■ **Text segment**
+--

At the risk of repeating things I have said about Greece in previous posts…

Paul Mason is Channel 4 News chief economics editor. He, along with other Leftie reporters like Patrick Cockburn (The Independent, Feb 1st) and Serge Halimi (Le Monde Diplomatique, March 2015), has swallowed the Greeks’ own self-serving view of the jam they find themselves in. We are not to blame. It’s the Germans.

Paul Mason obviously knows nothing about Greece. This has has been clear throughout his coverage of the current crisis and Syriza’s coming to power. He clearly does not speak Greek and is not aware of the extent to which he cannot see behind the language he does not understand. He re-iterated his version of events on The Spectator‘s Diary page on February 28th in a piece which contained a curious little passage in which he referred to his name appearing on a TV monitor in Greek letters: Πωλ Μεισον (sic). What was the point of this? one wonders. Did he think it lent authenticity to his reporting? Or was it a not uncommon kind of patronising – these funny little people with their quaint language and odd way of spelling foreign names?

+--

■ **Required work**
1. In the Paul Mason commentary, what position does Mason hold?
2. Sum up the Paul Mason commentary in two sentences.
3. Please pick up the Paul Mason commentary after its final sentence and keep writing it.
These rows have no connection to the Paul Mason commentary.

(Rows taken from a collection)
+--

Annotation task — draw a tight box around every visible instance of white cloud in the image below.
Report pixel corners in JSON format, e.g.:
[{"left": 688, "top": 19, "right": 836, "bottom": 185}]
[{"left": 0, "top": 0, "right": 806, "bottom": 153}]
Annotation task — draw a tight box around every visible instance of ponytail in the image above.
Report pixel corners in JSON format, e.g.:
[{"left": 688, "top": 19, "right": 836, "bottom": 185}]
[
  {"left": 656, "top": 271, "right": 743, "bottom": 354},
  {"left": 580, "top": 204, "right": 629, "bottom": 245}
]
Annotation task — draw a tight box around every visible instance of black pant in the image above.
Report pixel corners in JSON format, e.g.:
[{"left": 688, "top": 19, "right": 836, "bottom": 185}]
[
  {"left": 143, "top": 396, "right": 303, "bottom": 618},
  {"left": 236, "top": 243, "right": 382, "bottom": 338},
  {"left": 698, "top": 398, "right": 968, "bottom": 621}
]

+--

■ **The replies**
1. He is chief economics editor at Channel 4 News.

2. The Paul Mason commentary argues that Mason, along with other left-wing reporters such as Patrick Cockburn and Serge Halimi, has accepted the Greeks' self-serving view that Germany, not Greece, is to blame for their situation. It contends that Mason knows nothing about Greece and does not speak Greek, and it questions why his February 28th piece on The Spectator's Diary page mentioned his name appearing in Greek letters on a TV monitor.

3.
Be that as it may, in an embarrassing interview for Channel 4 News with the German deputy finance minister on Feb 23rd (embarrassing not least because unbelievably rude and aggressive) he accused Germany of having twice overthrown Greek democracy. The first time was presumably meant to be in 1941 when German troops invaded Greece. But at the time Greece was not a democracy. It was an openly Fascist dictatorship under General Metaxas, who had seized power by coup d’état in 1936.

Mason also suggested to the minister that he could hardly ignore the “moral authority” of Manolis Glezos, an old-time Communist and now MEP for Syriza, who as a teenager tore down the Nazi flag from a corner of the Acropolis. But Glezos, for all his teenage bravery, has no moral authority. He has made a career out of that act, posing as a kind of political Zorba, ferocious and unbowed in his heroic and solitary rebellion against God knows what. He was honoured by a Soviet postage stamp in the 1950s, if that gives you some idea of the role he has played. And he blames the Germans – still unrepentant Fascists in his view – who owe Greece anyway, in payment for the terrible sufferings they caused in WWII. They may not have won that war, but they are hell-bent on establishing a new kind of reich under the guise of the European Union…

The second overthrow of Greek democracy of course is supposedly now, by the imposition of the conditions of the EU bail-out. “What do you say to the Greeks whose democracy you just trashed?” Mason asked the head of the Euro Group. But no one is trashing Greek democracy, if they ever truly had one. They have trashed it themselves. As a Greek friend said to me on the phone the other night: “It has always been like this, since the beginnings of the Greek state 150 years ago. How can we change this mentality?”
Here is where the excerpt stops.